> [Directions]: Reproduce every line of the data below verbatim, omitting the pictures from your answer.

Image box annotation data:
___

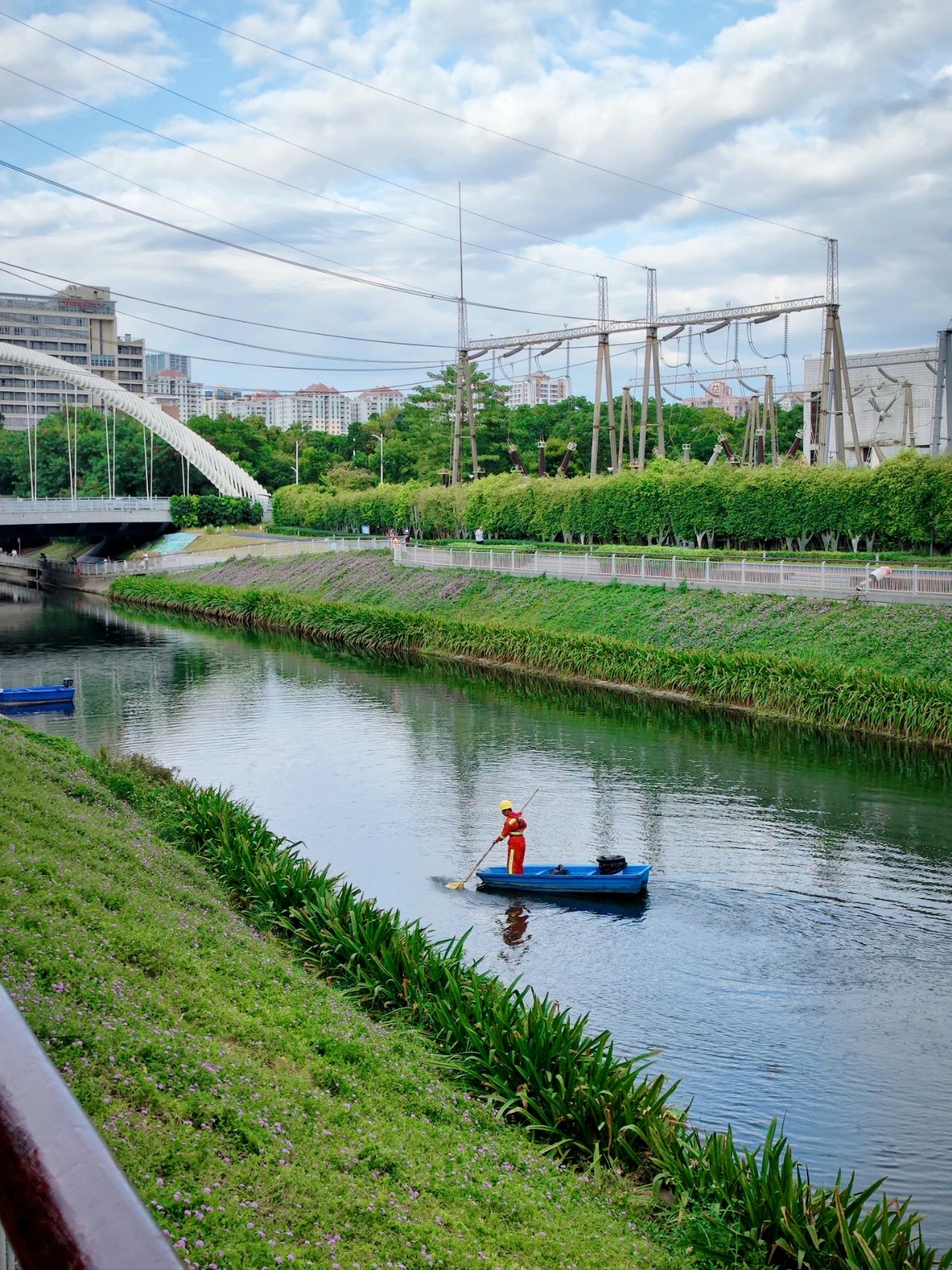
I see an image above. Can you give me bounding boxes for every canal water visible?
[0,588,952,1248]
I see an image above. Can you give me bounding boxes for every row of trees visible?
[0,367,803,496]
[274,453,952,551]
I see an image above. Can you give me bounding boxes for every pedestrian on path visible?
[855,564,892,594]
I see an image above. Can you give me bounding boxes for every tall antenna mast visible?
[456,182,469,349]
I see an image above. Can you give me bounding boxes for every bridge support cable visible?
[0,341,271,510]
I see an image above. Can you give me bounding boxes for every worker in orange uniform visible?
[496,798,526,873]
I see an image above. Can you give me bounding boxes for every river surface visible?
[0,588,952,1248]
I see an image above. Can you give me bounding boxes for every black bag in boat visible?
[595,856,628,873]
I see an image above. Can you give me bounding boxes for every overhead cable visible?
[0,118,431,287]
[0,260,456,349]
[0,9,645,269]
[0,65,596,278]
[115,311,439,371]
[147,0,828,240]
[0,158,591,321]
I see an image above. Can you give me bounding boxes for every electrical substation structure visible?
[451,239,952,485]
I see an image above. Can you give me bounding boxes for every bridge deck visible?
[0,498,170,526]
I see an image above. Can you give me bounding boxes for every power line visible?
[0,65,596,278]
[0,260,456,349]
[0,9,645,269]
[0,118,431,286]
[117,312,431,371]
[147,0,826,240]
[0,158,589,321]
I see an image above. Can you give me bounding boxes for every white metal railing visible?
[0,498,169,513]
[0,536,387,578]
[393,544,952,603]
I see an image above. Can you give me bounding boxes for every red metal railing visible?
[0,988,181,1270]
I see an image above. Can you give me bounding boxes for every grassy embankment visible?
[110,577,952,745]
[0,720,690,1270]
[0,725,952,1270]
[175,553,952,681]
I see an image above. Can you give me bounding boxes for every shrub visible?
[169,494,263,530]
[274,453,952,551]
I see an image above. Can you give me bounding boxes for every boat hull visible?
[0,683,76,710]
[476,865,652,898]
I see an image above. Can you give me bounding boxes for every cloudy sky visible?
[0,0,952,391]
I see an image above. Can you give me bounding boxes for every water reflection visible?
[0,586,952,1242]
[499,904,532,965]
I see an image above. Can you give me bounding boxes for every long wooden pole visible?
[602,336,620,472]
[449,350,463,485]
[589,336,604,476]
[816,309,833,464]
[652,330,665,458]
[833,310,863,467]
[638,333,652,472]
[463,353,480,480]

___

> [Response to this task]:
I see an image above. Can you give me bounding boxes for every canal water visible?
[0,588,952,1248]
I see an image above. Can you give me bounding boxes for every row of trees visible?
[0,367,803,496]
[274,453,952,551]
I see an image above. Can you give me bounding boxes for every pedestrian on path visible?
[855,564,892,594]
I see an image above. Can you give me bounding boxes for every tall antenna mast visible?
[456,182,469,349]
I see an image above. Can you give me bounding boxes for every bridge support cable visible?
[0,341,271,510]
I see an image above. Can you give me bounding boxes for every worker in orange uniform visible?
[496,798,526,873]
I see an image above. Can you give me bounding boxes for every river surface visible?
[0,588,952,1248]
I see an image above. Can you give me bounding boxes for every black bag in boat visible?
[595,856,628,873]
I see an image above. Can you give me bounding boxes for every overhead cable visible?
[0,118,431,287]
[0,260,456,349]
[0,9,645,269]
[0,65,596,278]
[115,311,439,371]
[147,0,828,240]
[0,158,591,321]
I see an image above. Can you give me bounding boxes for every electrical substation structure visible?
[451,239,952,485]
I see an image above. Can you give me bounding boxes for every bridge deck visible?
[0,498,170,526]
I see an image above. Can you give me bounding boxes for every power line visible?
[0,65,596,278]
[0,260,456,349]
[0,9,645,269]
[0,118,431,286]
[117,312,431,371]
[147,0,826,240]
[0,158,589,321]
I see an image above. Can you give me bounding boxes for every white metal railing visible?
[0,498,169,513]
[0,536,387,578]
[393,544,952,603]
I see an image above. Can you give me bounding boxes for every red metal railing visible?
[0,988,181,1270]
I see an image above. Can you give me bounding boxes for every grassy embankment visible?
[110,577,952,745]
[0,720,690,1270]
[0,725,952,1270]
[175,553,952,681]
I see an image above. Can you give me bounding boxes for every shrub visible?
[169,494,263,530]
[274,453,952,551]
I see an image above. Can you give me bounding boxes for every boat hull visible?
[0,683,76,710]
[476,865,652,898]
I see an image above. Can you give me bounding boxes for every cloudy sky visible?
[0,0,952,391]
I see an image above. Can you give me bounding boxes for every water reflection visible?
[0,586,952,1242]
[499,904,532,965]
I see an image above. Can you give me bounding boxes for every long wooden pole visible?
[602,336,620,472]
[449,350,463,485]
[589,336,604,476]
[816,309,833,464]
[652,330,665,458]
[833,310,863,467]
[638,333,652,472]
[463,353,480,480]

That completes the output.